## The task
Only the number is needed: how many lines of the records include "roof"?

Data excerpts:
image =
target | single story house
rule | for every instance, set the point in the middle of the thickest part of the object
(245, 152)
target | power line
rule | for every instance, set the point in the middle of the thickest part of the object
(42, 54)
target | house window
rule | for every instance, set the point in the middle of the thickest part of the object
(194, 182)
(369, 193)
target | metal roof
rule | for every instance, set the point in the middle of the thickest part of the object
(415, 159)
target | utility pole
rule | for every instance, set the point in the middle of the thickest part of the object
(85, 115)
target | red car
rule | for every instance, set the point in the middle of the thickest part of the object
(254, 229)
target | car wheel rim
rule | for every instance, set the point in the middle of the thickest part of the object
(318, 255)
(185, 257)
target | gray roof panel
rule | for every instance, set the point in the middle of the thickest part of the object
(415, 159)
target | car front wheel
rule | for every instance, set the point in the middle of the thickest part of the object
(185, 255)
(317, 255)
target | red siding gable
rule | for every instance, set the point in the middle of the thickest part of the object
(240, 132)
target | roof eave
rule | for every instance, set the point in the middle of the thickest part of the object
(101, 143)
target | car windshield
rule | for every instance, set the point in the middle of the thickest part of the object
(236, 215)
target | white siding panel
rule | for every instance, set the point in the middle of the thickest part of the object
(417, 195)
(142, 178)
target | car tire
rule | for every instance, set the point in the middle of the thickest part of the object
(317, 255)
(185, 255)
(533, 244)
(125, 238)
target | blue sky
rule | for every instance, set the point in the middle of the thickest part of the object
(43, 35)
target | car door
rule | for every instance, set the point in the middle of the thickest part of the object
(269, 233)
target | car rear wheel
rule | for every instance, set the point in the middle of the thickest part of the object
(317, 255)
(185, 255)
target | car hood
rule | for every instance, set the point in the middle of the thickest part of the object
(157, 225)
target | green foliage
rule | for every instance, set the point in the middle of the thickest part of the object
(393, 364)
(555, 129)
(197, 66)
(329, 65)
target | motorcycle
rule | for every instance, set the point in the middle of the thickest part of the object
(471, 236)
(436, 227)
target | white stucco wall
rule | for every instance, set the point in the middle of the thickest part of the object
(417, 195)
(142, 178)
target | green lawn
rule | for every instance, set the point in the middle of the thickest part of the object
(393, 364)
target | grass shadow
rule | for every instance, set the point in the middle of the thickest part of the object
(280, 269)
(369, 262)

## Solved exercise
3